⟨
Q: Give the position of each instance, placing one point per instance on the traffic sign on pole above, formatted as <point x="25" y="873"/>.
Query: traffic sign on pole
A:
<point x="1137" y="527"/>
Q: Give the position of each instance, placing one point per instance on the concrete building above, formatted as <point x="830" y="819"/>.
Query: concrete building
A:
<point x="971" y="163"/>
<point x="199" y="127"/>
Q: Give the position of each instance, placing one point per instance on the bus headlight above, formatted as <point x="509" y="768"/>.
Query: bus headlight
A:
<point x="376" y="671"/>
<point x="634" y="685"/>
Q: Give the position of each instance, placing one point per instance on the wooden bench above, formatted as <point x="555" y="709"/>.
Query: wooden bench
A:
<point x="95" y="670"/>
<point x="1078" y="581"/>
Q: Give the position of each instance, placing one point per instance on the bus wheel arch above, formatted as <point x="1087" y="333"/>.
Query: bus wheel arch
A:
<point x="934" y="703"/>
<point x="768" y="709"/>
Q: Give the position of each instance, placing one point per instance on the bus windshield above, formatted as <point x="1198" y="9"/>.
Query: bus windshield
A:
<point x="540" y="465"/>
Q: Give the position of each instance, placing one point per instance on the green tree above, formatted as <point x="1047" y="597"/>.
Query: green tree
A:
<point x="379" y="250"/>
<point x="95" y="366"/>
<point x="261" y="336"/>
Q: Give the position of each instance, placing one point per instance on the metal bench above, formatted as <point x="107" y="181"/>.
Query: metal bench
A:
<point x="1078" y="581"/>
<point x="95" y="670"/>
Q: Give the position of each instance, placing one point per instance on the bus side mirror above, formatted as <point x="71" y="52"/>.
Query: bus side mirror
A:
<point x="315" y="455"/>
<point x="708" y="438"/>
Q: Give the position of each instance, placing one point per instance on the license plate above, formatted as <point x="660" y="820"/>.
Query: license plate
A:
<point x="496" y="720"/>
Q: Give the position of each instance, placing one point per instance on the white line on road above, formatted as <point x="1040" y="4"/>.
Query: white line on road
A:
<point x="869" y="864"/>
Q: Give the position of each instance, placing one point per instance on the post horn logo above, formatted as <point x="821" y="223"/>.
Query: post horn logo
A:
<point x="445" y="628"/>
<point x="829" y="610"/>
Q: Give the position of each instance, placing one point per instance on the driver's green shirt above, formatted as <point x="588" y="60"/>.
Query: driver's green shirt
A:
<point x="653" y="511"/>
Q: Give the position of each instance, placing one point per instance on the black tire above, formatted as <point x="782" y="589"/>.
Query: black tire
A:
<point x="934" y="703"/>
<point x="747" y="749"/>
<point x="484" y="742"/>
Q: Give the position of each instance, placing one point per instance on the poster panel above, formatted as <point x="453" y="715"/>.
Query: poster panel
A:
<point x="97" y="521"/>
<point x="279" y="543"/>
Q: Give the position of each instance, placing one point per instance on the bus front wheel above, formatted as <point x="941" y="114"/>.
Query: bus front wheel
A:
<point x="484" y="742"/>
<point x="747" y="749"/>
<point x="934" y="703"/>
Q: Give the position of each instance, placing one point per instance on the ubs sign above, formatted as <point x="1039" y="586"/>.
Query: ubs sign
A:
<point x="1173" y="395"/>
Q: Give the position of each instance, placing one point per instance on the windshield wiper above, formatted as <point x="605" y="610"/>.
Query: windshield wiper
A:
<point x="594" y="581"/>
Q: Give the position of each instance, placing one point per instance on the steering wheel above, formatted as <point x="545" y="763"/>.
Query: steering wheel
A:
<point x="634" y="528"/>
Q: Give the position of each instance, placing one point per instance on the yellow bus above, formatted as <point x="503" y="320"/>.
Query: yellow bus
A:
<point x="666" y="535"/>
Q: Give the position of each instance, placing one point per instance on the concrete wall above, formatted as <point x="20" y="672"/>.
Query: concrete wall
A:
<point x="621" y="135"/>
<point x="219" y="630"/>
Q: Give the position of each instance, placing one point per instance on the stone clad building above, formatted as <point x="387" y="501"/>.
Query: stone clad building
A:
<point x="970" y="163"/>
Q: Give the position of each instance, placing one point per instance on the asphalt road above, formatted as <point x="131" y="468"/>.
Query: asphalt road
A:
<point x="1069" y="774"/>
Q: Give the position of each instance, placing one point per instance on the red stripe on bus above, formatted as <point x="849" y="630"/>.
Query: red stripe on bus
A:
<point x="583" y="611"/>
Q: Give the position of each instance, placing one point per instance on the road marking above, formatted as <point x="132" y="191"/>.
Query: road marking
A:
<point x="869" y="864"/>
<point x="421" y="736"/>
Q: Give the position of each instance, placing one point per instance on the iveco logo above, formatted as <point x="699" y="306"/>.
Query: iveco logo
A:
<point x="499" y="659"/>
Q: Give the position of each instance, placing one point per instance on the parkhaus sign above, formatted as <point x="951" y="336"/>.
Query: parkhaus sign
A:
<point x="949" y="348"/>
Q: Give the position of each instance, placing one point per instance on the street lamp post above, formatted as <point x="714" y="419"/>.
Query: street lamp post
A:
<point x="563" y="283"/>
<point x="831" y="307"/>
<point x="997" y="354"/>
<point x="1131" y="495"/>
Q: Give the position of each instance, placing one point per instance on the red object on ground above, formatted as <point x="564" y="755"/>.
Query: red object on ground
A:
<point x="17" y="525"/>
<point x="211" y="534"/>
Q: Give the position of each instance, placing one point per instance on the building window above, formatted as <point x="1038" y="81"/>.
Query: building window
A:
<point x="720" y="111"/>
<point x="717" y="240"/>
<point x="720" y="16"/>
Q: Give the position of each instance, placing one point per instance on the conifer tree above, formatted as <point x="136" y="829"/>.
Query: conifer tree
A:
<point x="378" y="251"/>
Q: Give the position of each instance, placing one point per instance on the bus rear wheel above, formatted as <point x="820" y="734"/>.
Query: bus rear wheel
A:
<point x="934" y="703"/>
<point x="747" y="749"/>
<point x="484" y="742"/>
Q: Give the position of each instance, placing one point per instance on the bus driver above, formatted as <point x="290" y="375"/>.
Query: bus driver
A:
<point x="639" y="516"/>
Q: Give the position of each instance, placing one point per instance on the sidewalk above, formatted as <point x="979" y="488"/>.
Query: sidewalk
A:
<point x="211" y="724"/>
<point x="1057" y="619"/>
⟩
> [GIVEN EXERCISE] Extract the entries above verbatim.

> [FINISHED ANSWER]
Q: Give the position of each instance, placing one point per instance on the traffic sign on pole above, formatted as <point x="25" y="873"/>.
Query: traffic sign on pole
A:
<point x="1137" y="527"/>
Q: Give the position of each instance, placing one point per instance on the concrete building above, formatted as <point x="830" y="819"/>.
Query: concrete building
A:
<point x="971" y="163"/>
<point x="199" y="127"/>
Q: Give the position of each instance, placing one point per instance on the bus headlight above, formatted as <point x="509" y="768"/>.
Query: bus headlight
A:
<point x="376" y="671"/>
<point x="634" y="685"/>
Q: Give the position of each instance, placing one point per instance on the wooden bench above, formatted as <point x="555" y="709"/>.
Query: wooden bench
A:
<point x="95" y="670"/>
<point x="1078" y="581"/>
Q: Give the position of each instance, placing one point per instance on the bus wheel arch above, formatted as <point x="1087" y="333"/>.
Query: bus wheel arch
A:
<point x="934" y="703"/>
<point x="768" y="709"/>
Q: Give the position of each instance, placing one point per instance on the bus windshield above, formatted as <point x="1198" y="9"/>.
Query: bus windshield
A:
<point x="540" y="465"/>
Q: Give the position of each instance, placing one point per instance on the green tree above, formatted as <point x="1047" y="597"/>.
Query: green tree
A:
<point x="379" y="250"/>
<point x="95" y="366"/>
<point x="261" y="336"/>
Q: Give the position of each instance, placing one point per instance on the metal bench above, formatted as <point x="107" y="181"/>.
Query: metal bench
A:
<point x="1078" y="581"/>
<point x="95" y="670"/>
Q: Give the position of each instance, placing one point per instance on the bus side mirror above, formatted as <point x="71" y="52"/>.
Query: bus side mirror
A:
<point x="315" y="455"/>
<point x="708" y="438"/>
Q: Give the position of each instance, placing one point per instance on the license plate above, formatted as <point x="660" y="820"/>.
Query: license plate
A:
<point x="496" y="720"/>
Q: Give the position of each instance, placing one point per instance on the white line on road above, formatted as <point x="1040" y="4"/>.
Query: white line on road
A:
<point x="869" y="864"/>
Q: Give the position of each instance, placing one point per instance on the post horn logo above, formatted as <point x="821" y="223"/>.
Query: post horn logo
A:
<point x="445" y="628"/>
<point x="829" y="610"/>
Q: Give the position of each instance, placing one point per instance on the driver's green shirt above, formatted as <point x="588" y="60"/>.
Query: driver's green shirt
A:
<point x="653" y="511"/>
Q: Give the position of each instance, placing one point per instance on the black tire above, formatted as <point x="782" y="589"/>.
Query: black tire
A:
<point x="934" y="703"/>
<point x="747" y="749"/>
<point x="484" y="742"/>
Q: Give the position of each instance, placing one point per instance on the poster panel above, formatted as <point x="453" y="715"/>.
Query: poster panel
A:
<point x="97" y="521"/>
<point x="279" y="543"/>
Q: Give the position of each instance, placing one point per instance on the bus front wheel above, formatted as <point x="941" y="114"/>.
Query: bus front wheel
A:
<point x="484" y="742"/>
<point x="747" y="749"/>
<point x="934" y="703"/>
Q: Give the position of each instance, placing one point per instance on the ubs sign above, formatted as <point x="1039" y="586"/>.
Query: ubs sign
A:
<point x="1173" y="395"/>
Q: Give the position of each instance, placing one point per instance on the windshield wiper above, formatted as <point x="605" y="610"/>.
Query: windshield wiper
A:
<point x="594" y="581"/>
Q: Give the position of each instance, placing one point per instance on the steering wheel above, formatted as <point x="545" y="763"/>.
Query: steering wheel
A:
<point x="634" y="528"/>
Q: Give the position of each instance, placing one point per instance on the yellow bus above, formatted as <point x="503" y="320"/>.
Query: yellow bus
A:
<point x="666" y="535"/>
Q: Give the position of each instance, placing one point per instance on the concrete wall above, formatted as <point x="20" y="672"/>.
Query: concrete wall
A:
<point x="621" y="135"/>
<point x="219" y="630"/>
Q: Give the position of each instance, placing one point per instance on the stone clad building above, formatted as <point x="387" y="501"/>.
Query: stone clad building
A:
<point x="970" y="163"/>
Q: Give the position of each instance, placing one point per instance on the asphalt road above, formatted as <point x="131" y="468"/>.
Query: asphalt road
A:
<point x="1069" y="774"/>
Q: Give the position of each instance, placing one point per instance on the red stripe on bus above, formatted as <point x="849" y="630"/>.
Query: red stripe on bus
A:
<point x="583" y="611"/>
Q: Give the position of each instance, placing one point per instance on the road marking above, formatted as <point x="132" y="191"/>.
Query: road marking
A:
<point x="869" y="864"/>
<point x="421" y="736"/>
Q: Give the position of each instance, placing one point per instance on the iveco logo above, formatted as <point x="699" y="306"/>.
Query: iveco logo
A:
<point x="499" y="659"/>
Q: Give the position of each instance, placing one point per instance on the parkhaus sign above, formatted as <point x="951" y="336"/>.
Query: parkhaus sign
A:
<point x="949" y="348"/>
Q: Give the position of each instance, placing one point per instance on the street lamp post above, formatted as <point x="714" y="419"/>.
Query: street lamp post
A:
<point x="563" y="283"/>
<point x="831" y="307"/>
<point x="997" y="354"/>
<point x="1131" y="495"/>
Q: Give the position of each instance, placing one point per instance on the red object on ground above, formatted as <point x="564" y="755"/>.
Query: red object on ground
A:
<point x="17" y="525"/>
<point x="211" y="534"/>
Q: Give the position of each instance, placing one point per instance on the building window above, formatted as <point x="1038" y="81"/>.
Query: building window
A:
<point x="720" y="111"/>
<point x="717" y="240"/>
<point x="720" y="16"/>
Q: Give the position of each instance, placing one point per instance on the conifer tree above, formatted as <point x="136" y="829"/>.
Query: conifer tree
A:
<point x="378" y="251"/>
Q: Give the position of each instance, placing one point per instance on the bus rear wheel above, formatted as <point x="820" y="734"/>.
Query: bus rear wheel
A:
<point x="934" y="703"/>
<point x="747" y="749"/>
<point x="484" y="742"/>
Q: Give the position of each instance, placing one point per instance on the bus driver above, formatted as <point x="290" y="375"/>.
Query: bus driver
A:
<point x="639" y="516"/>
Q: Give the position of each instance, placing one point per instance on the sidewalk above, formatted as <point x="979" y="488"/>.
Query: sidewalk
A:
<point x="211" y="724"/>
<point x="1057" y="619"/>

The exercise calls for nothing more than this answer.